### [AVAILABLE DATA]

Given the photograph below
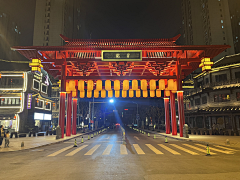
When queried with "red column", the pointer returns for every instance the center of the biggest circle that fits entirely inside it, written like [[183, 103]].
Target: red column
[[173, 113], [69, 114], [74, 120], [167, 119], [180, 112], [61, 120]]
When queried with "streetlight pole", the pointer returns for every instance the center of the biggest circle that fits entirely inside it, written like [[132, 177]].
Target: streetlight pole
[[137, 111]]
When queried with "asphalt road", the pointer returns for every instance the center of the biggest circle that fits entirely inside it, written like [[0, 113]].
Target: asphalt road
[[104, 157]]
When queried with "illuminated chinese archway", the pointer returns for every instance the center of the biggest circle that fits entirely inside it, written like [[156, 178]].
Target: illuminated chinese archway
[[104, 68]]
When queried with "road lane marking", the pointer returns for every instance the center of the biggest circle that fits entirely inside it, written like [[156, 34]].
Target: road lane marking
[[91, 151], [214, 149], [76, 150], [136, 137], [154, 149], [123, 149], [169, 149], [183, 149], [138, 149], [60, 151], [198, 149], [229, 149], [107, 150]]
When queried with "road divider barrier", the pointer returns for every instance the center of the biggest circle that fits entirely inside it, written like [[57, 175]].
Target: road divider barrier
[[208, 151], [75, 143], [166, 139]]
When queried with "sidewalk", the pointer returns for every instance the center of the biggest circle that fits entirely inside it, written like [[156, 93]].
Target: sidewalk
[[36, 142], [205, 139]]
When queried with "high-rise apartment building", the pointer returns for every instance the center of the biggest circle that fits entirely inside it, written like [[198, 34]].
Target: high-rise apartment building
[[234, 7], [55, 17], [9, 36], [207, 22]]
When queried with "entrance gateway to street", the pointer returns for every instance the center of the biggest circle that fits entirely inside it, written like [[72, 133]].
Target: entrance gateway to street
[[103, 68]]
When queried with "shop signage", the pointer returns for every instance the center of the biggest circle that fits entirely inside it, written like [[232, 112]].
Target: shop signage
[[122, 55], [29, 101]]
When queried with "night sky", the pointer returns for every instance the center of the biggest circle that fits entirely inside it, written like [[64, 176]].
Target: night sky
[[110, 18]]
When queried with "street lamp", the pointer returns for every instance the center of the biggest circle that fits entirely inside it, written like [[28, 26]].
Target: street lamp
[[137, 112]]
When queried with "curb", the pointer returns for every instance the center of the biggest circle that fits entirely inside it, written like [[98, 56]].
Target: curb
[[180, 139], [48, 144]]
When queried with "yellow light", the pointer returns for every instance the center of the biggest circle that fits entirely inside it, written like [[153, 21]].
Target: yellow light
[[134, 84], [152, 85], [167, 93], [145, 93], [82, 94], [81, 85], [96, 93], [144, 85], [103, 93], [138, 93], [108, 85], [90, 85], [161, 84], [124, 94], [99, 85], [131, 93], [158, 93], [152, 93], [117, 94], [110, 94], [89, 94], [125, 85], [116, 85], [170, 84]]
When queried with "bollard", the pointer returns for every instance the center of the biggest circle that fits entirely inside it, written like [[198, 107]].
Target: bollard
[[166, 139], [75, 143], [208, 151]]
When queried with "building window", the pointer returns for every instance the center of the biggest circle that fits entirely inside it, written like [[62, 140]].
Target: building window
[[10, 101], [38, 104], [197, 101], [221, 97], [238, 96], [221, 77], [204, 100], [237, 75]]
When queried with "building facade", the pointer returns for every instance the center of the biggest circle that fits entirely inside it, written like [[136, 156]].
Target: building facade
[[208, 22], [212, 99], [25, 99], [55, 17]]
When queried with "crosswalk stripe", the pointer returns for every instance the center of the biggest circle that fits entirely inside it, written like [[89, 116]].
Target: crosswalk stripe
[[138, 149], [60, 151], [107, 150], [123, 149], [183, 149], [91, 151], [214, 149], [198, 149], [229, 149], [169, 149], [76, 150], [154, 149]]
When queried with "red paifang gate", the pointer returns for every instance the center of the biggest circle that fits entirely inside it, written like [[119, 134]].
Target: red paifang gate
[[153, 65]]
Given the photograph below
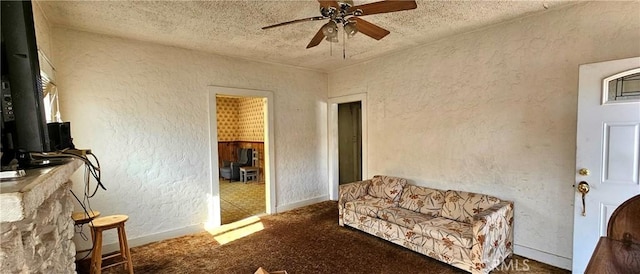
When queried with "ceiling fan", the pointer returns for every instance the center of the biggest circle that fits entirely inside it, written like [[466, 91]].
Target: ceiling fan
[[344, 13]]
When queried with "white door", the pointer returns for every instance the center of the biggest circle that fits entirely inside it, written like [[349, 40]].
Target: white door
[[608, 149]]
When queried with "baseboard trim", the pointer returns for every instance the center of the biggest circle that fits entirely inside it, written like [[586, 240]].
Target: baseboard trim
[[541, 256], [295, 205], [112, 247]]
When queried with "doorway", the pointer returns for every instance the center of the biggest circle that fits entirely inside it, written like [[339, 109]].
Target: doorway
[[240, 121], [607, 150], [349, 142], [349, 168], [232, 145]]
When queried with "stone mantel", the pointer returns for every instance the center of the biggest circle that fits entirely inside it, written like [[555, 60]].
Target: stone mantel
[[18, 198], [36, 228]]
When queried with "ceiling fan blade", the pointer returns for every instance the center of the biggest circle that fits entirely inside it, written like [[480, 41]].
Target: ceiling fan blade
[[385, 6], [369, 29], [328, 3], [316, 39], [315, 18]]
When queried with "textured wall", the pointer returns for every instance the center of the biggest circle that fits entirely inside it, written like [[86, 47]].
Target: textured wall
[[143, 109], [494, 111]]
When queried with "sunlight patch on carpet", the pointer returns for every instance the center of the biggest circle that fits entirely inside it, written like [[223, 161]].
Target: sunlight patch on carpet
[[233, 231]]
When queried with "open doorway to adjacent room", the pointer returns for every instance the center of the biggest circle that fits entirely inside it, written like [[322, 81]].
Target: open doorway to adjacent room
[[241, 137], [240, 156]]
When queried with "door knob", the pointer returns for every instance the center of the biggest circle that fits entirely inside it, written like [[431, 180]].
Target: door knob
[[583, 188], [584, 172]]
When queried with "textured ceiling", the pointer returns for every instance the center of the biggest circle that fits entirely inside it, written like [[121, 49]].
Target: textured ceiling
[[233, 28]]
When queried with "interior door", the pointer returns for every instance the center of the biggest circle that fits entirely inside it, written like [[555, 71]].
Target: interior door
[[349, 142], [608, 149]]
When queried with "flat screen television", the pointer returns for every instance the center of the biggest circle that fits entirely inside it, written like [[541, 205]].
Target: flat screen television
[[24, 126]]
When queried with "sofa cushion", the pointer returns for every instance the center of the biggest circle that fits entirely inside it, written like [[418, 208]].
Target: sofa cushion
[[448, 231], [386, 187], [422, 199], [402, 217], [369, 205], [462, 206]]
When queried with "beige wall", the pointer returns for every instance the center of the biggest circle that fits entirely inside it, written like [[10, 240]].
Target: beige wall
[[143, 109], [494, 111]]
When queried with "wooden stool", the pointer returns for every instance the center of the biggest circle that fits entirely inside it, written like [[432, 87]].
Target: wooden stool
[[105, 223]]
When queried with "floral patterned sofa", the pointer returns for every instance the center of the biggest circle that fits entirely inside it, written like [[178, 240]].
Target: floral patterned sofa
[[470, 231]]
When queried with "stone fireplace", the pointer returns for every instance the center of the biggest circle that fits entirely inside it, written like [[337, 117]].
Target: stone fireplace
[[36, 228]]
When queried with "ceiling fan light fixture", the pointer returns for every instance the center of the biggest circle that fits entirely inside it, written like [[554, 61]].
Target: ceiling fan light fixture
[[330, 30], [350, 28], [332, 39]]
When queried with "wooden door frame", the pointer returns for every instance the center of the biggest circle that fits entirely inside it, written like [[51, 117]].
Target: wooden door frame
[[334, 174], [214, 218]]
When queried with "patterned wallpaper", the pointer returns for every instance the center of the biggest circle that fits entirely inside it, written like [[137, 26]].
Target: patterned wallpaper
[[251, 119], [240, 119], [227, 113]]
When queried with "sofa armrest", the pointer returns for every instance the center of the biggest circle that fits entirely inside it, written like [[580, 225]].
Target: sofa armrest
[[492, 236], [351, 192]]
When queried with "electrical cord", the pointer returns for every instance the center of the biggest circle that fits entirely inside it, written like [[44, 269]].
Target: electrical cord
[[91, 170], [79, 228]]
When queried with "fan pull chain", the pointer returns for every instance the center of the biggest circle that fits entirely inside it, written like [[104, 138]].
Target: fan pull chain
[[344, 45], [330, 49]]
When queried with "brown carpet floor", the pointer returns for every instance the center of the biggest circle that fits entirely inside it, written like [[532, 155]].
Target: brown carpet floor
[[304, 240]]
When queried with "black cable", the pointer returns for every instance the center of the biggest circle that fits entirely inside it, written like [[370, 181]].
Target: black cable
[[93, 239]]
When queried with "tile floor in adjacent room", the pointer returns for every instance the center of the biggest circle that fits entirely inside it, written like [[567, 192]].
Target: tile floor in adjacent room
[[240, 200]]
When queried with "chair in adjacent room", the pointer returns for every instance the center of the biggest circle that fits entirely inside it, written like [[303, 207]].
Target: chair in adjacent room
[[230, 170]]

### [TASK BRIEF]
The answer is the run of lines above from the line containing "Target: white door" through the line containing "like [[480, 41]].", copied exactly and alone.

### [SOLUTION FOR THIS TASK]
Target: white door
[[608, 149]]
When queried with "baseboard trim", the pointer returns for every instance the center of the biggest circle that fits entirely inside it, written like [[586, 240]].
Target: baseboard trim
[[541, 256], [295, 205], [112, 247]]
When queried with "doorway", the pointer returns for every instance the center of the biggest circle that fits entirely inside it, written like [[339, 109]].
Target: doorway
[[240, 121], [607, 150], [349, 142], [349, 168], [232, 145]]
When queried with "stone mantel", the pointer returns for every instance the center of the biggest circle that fits entirely inside it, written like [[555, 60]].
Target: stone mantel
[[18, 198], [36, 228]]
When queried with "ceiling fan blade", the pointer returns for every instance the center of the biggest circle that fits entirely inside it, written like [[480, 41]].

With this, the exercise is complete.